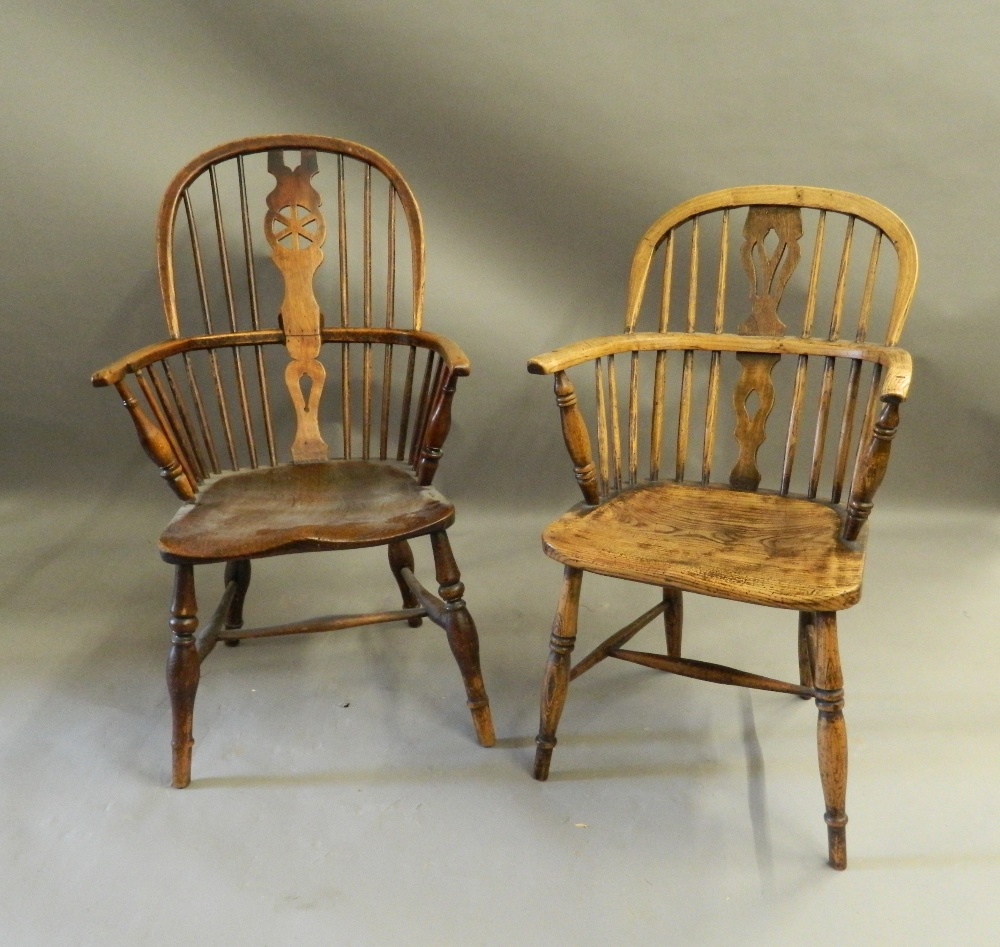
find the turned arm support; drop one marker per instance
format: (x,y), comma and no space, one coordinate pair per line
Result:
(157,446)
(871,468)
(438,425)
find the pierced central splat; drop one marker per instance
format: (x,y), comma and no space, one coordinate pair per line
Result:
(295,230)
(293,223)
(770,253)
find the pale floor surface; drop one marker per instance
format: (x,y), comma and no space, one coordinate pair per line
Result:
(339,796)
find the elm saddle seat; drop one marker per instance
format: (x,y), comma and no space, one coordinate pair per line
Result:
(737,335)
(748,547)
(340,504)
(238,414)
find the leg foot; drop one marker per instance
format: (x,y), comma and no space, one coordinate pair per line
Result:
(401,557)
(462,637)
(831,735)
(555,682)
(183,672)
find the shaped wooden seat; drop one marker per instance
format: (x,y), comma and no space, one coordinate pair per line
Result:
(304,409)
(748,547)
(340,504)
(812,405)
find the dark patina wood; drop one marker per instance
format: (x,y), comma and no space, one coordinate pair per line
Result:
(237,407)
(750,537)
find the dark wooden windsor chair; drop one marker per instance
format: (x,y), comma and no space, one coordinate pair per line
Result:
(268,456)
(776,528)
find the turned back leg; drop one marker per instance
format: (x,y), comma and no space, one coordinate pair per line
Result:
(555,683)
(183,672)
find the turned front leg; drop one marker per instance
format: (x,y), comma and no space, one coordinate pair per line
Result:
(462,636)
(555,683)
(183,672)
(831,734)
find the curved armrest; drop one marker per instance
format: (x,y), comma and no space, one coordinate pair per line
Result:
(897,362)
(453,356)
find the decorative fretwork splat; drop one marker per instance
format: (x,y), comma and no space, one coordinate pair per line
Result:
(295,230)
(768,270)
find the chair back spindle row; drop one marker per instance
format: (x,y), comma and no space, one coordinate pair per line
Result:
(238,404)
(663,416)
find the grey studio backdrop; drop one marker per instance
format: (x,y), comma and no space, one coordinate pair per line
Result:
(541,139)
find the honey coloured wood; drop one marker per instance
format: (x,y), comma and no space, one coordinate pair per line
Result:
(297,405)
(782,310)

+---+

THE PROBLEM
Give the entries again without a single change, but with no pictures.

SOLUTION TO THIS PROBLEM
find the turned arm support; drop one marker per instance
format: (x,y), comma and no space, one coordinate pair per line
Result:
(157,446)
(871,468)
(438,425)
find the pierced central splat; drop one marker per instance
format: (x,y), comma and no space, one coordinate pair per line
Result:
(295,230)
(293,223)
(770,253)
find the pale floor surface; drop one marker per instance
format: (x,y), comma and no space, one coordinate pair per line
Result:
(339,796)
find the elm saddle seat; drop one marker per instance
format: (x,y), comma and no space, one coordinate pair per line
Result:
(737,335)
(748,547)
(340,504)
(238,414)
find the leg foot; drop one marker per instance
format: (x,y), comma and no space, one coordinate pair per line
Result:
(401,557)
(462,637)
(831,735)
(555,682)
(183,672)
find the shaped wooden seat; drop one marker per instance
format: (x,y), comma and no space, one coordinate pair per line
Result:
(304,409)
(748,547)
(340,504)
(812,405)
find the dark patina wood; drop one marker per instance
format: (x,y), comma and no space, one coordinate pair per line
Result:
(237,407)
(750,537)
find the dark wooden windsor chair; drop one marker per instance
format: (x,y), comma and no space, one coordinate pair per line
Result:
(268,456)
(776,528)
find the turned back leg; drop one marker per instance
format: (x,y), comma and no space, one coordinate pair per line
Result:
(555,683)
(183,672)
find the turned front leg; drop one marker per instance
format: (x,y), comma and no space, one coordinate pair per line
Result:
(462,636)
(555,683)
(183,672)
(831,734)
find the curved armrest; drop one marker per instance
format: (x,y), comma and no space, one coordinate pair per line
Result:
(897,362)
(453,356)
find the decorative fretwork splat; drop one marker per instance
format: (x,y), comma and no space, one coordinate pair per line
Result:
(295,230)
(768,270)
find the chair back spindle row; drop one marker per instance
format: (x,y), comma and no space, one coordinate pair per line
Result:
(238,404)
(663,416)
find the grey studio backdrop; drop one marker per instance
format: (x,y), comma and no space, one coordinate pair per line
Result:
(541,139)
find the honey coloured wood; drop one marker per instance
format: (x,y), comma and no space, one coordinate pair per line
Result:
(297,405)
(782,310)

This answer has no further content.